**Assigned task**
Write the next part of the excerpt about the Komplex malware's internet connectivity check, picking up right after its last sentence.

**Selected excerpt**
-- Opening Marker --

By focusing on the API calls made by the getDeviceSerial
function, we were able to confirm its functionality: retrieving the infected system’s serial number (IOPlatformSerialNumber
) via IOKit
. Moreover, using parameter analysis we were able to determine that the getDeviceSerial
function would be invoked with a buffer for the serial number. Who needs source code, right?
So far, our analysis has focused on the logic contained solely within functions, not on the interactions of the functions and the code that invokes them. Understanding such interactions is important when analyzing malware, as malicious code will often take decisive actions based on the return value of a single function. Komplex’s payload provides an illustrative example.
Komplex’s persistent payload contains logic in a function named __Z19connectedToInternetv
(which demangles to connectedToInternet
). This aptly named function checks if an infected host is connected to the internet. If the host is offline, the malware will understandably wait until network connectivity is restored before attempting to connect to its command and control server for tasking. (This check also doubles as a basic anti-analysis mechanism, based on the assumption that most analysis systems are not connected to the internet.)
Let’s examine the disassembly of malware code that invokes the connectedToInternet
function and then acts upon its response (Listing 6-13).
0x0000000100005b15:
0x0000000100005b15 call connectedToInternet()
0x0000000100005b1a and al, 0x1
0x0000000100005b1c mov byte [rbp+var_19], al
0x0000000100005b1f test byte [rbp+var_19], 0x1
1 0x0000000100005b23 jz loc_100005b2e
2 0x0000000100005b29 jmp loc_100005b40
3 0x0000000100005b2e:
0x0000000100005b2e mov edi, 0x3c
0x0000000100005b33 call sleep
0x0000000100005b38 mov [rbp+var_3C], eax
4 0x0000000100005b3b jmp 0x0000000100005b15
loc_100005b40:
...
Listing 6-13: Network connectivity check and control flow (Komplex)
First, the malware invokes the connectedToInternet
function. As this function takes no parameters, no register setup is required. Following the call, the malware checks the return value via a test
and a jz
(jump zero) instruction. The test
instruction bitwise AND
s two operands (discards the result) and sets the zero
flag based on the result. Thus, if the connectedToInternet
function returns a zero, the jz
instruction will be taken 1, jumping to the instructions at 0x0000000100005b2e
3. Here, the code invokes the system’s sleep
function before looping back to the instructions at 0x0000000100005b15
to check for connectivity once again 4. Once the connectedToInternet
function returns a non-zero value, an unconditional jump is taken 2, exiting the loop. In other words, the malware will wait until the system is connected to the internet before continuing on.
Now that we understand the malware’s functionality, we can reconstruct the logic with the following Objective-C code (Listing 6-14).

-- Closing Marker --

**Dataset records**

-- Opening Marker --

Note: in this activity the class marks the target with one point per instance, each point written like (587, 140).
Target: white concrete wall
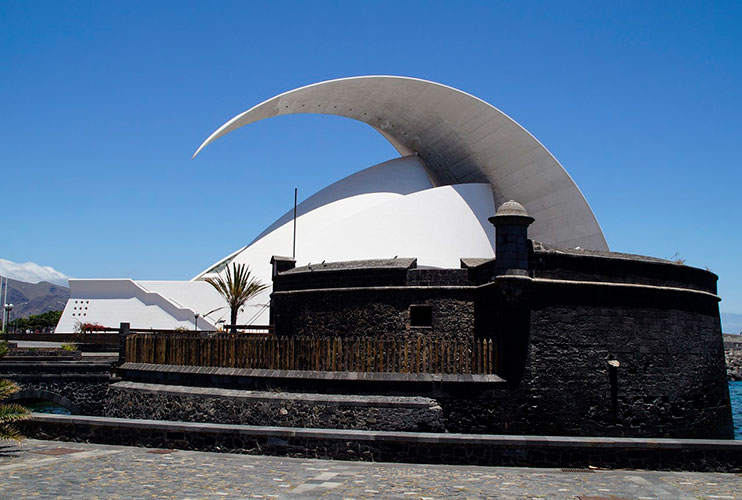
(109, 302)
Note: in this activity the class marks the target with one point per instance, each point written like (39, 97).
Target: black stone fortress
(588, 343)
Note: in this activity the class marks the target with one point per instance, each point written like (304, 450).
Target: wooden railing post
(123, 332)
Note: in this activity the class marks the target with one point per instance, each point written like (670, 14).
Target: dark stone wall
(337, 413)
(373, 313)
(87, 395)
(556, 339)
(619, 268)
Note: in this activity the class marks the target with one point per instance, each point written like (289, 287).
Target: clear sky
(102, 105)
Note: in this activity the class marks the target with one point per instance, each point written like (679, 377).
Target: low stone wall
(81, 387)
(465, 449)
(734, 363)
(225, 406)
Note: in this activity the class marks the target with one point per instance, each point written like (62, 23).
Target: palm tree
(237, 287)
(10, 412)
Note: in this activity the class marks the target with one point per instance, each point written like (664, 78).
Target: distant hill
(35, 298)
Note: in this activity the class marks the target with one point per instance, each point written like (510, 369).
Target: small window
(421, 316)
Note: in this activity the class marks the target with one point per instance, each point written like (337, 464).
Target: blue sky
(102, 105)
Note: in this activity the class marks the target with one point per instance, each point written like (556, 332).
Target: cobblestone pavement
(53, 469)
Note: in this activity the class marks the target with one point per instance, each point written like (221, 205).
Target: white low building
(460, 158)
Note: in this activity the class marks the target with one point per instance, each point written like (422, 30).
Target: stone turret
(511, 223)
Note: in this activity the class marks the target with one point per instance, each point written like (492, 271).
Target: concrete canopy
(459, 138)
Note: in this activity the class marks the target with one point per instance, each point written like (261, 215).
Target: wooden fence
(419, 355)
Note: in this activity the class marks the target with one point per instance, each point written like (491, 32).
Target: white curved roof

-- Closing Marker --

**Response**
while(0x0 == connectedToInternet()) {
sleep(0x3c);
}
Listing 6-14: Network connectivity check and control flow, reconstructed (Komplex)
After walking through these various chunks of disassembly, we can probably all agree that reading assembly code is rather tedious. Luckily, due to recent advances in decompiler technologies, there is hope!
You’ve seen how a disassembler can parse a file and translate the binary code back into human-readable assembly. Decompilers seek to take this translation one step further by recreating a source-code level representation of extracted binary code. This source-code representation can be both more succinct and readable than assembly, making analysis of unknown binaries a simpler task. Advanced reverse-engineering tools often contain both disassembler and decompiler capabilities. Examples of such tools include Hopper (discussed in the next section), IDA Pro, and Ghidra.
Recall the getDeviceSerial
function from the Lazarus Group first-stage implant loader? While the full disassembly of this function is about 50 lines long, the decompilation is much more succinct, clocking in at roughly 15 lines (Listing 6-15).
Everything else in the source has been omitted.